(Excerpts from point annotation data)
>> START
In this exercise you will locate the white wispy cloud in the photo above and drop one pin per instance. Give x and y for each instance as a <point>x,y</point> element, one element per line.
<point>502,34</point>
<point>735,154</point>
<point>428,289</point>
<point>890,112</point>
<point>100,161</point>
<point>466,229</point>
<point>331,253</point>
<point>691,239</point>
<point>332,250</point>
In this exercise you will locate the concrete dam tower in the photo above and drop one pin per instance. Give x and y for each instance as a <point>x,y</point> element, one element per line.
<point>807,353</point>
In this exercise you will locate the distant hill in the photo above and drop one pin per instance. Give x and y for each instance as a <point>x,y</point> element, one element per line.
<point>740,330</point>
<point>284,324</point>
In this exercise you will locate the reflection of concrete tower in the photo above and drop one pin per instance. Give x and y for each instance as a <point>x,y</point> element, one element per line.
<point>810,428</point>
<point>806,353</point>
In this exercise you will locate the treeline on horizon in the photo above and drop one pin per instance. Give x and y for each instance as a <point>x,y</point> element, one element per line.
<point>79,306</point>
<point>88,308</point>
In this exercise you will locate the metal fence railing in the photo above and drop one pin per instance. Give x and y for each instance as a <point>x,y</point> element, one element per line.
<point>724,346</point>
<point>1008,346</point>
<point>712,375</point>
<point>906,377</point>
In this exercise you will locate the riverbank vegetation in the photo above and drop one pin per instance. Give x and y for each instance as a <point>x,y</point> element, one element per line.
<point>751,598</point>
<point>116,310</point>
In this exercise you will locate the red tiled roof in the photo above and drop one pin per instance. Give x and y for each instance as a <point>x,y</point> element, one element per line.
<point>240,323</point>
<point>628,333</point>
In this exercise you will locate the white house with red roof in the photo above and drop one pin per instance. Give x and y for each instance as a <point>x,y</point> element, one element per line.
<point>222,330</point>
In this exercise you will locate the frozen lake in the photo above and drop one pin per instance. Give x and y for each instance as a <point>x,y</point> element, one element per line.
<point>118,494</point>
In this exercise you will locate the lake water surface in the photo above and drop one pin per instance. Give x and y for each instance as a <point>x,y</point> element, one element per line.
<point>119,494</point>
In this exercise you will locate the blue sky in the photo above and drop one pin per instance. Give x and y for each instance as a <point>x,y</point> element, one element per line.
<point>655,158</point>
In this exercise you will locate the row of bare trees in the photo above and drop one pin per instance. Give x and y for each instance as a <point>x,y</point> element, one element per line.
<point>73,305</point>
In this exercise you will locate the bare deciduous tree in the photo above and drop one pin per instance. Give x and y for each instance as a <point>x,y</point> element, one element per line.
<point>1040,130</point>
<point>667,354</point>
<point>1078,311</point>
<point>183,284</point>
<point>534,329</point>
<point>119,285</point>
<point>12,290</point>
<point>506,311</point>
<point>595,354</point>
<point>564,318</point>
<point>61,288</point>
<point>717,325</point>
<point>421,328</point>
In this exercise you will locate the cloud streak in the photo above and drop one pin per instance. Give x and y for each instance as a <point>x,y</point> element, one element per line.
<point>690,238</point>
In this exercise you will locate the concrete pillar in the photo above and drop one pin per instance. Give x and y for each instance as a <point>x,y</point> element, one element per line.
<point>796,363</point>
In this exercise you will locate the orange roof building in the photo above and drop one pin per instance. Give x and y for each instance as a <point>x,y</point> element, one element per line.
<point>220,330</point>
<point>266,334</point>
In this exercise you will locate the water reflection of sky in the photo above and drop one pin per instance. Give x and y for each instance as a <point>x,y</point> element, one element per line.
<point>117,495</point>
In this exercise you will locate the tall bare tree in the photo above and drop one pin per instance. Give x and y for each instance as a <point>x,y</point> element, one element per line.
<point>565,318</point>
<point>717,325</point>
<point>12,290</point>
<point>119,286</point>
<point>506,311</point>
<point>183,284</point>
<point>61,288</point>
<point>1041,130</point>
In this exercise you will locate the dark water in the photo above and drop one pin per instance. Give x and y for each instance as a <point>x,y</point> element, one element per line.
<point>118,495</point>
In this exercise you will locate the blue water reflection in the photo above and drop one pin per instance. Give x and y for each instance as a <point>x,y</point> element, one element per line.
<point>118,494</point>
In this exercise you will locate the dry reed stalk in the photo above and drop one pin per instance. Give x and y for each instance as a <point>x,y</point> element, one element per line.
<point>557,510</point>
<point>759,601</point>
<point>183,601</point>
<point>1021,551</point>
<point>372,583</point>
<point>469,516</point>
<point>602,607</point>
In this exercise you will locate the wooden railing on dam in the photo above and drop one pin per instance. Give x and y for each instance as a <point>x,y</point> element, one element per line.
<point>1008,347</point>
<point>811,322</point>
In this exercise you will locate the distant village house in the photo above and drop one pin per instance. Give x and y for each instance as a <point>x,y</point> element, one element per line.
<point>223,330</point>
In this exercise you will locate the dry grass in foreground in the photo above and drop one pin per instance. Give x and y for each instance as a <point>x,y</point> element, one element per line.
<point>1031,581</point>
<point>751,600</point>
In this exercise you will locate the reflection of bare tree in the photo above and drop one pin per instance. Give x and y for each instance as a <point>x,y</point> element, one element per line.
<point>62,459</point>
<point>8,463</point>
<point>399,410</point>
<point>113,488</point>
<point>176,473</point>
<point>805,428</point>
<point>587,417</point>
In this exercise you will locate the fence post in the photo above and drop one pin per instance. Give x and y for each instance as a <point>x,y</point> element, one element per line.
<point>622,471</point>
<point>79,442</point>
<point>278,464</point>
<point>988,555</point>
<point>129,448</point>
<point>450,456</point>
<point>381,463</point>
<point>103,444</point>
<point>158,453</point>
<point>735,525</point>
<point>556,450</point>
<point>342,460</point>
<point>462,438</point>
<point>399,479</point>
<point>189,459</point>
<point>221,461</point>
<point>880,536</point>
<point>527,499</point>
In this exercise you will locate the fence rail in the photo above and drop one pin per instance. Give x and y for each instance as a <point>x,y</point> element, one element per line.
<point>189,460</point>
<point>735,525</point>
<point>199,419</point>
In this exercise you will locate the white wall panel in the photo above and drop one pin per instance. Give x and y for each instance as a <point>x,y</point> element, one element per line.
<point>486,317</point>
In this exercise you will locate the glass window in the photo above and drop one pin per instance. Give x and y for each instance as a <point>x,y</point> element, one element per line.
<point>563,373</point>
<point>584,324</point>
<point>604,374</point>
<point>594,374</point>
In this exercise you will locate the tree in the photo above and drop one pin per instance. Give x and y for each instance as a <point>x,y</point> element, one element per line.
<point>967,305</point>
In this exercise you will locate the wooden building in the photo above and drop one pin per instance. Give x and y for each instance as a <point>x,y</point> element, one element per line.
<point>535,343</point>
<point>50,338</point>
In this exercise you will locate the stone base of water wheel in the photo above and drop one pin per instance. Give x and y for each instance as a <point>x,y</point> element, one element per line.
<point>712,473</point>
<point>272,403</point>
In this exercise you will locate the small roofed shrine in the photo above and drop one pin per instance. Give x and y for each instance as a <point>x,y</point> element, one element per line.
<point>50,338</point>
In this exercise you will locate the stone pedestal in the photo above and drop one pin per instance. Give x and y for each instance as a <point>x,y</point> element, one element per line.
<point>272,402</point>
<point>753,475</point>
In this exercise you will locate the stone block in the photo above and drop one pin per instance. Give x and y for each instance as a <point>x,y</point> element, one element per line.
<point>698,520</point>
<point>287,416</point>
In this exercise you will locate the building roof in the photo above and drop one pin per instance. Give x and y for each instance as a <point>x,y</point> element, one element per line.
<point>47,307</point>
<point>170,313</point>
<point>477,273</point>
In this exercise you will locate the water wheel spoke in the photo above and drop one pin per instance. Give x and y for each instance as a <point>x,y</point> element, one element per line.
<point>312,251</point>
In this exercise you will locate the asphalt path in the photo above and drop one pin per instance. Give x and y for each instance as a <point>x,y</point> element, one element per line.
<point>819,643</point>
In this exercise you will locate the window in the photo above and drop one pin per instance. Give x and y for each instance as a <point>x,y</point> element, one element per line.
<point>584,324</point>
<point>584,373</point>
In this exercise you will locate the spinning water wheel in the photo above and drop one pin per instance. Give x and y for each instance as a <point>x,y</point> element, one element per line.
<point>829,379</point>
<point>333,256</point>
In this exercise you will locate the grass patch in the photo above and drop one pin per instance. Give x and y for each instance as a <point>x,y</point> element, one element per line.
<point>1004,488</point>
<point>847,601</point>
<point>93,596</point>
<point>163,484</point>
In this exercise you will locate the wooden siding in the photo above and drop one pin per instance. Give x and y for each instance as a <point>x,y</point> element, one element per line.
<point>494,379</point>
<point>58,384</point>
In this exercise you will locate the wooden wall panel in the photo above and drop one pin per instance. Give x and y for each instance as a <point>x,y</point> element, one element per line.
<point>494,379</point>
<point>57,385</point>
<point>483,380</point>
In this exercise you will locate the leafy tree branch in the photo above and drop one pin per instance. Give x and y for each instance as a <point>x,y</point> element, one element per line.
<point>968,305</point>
>> END
*GOAL*
Copy the lines unchanged, starting with the line that contains "In this exercise you will locate the dry grass" and going on through the line that contains "<point>587,417</point>", with both of those lines included.

*EXERCISE RESPONSE*
In this exercise you will locate the dry grass in foreground in the photo above and drop one pin per instance. Give x and y for each instance as a <point>x,y</point> element, one element per line.
<point>1031,581</point>
<point>751,600</point>
In this exercise you will locate the reflection of bare tree in the photo above and drop one pin per instance. Give x and y for each instance as a <point>x,y</point> element, one element per line.
<point>62,459</point>
<point>8,463</point>
<point>399,410</point>
<point>113,488</point>
<point>176,473</point>
<point>805,428</point>
<point>587,417</point>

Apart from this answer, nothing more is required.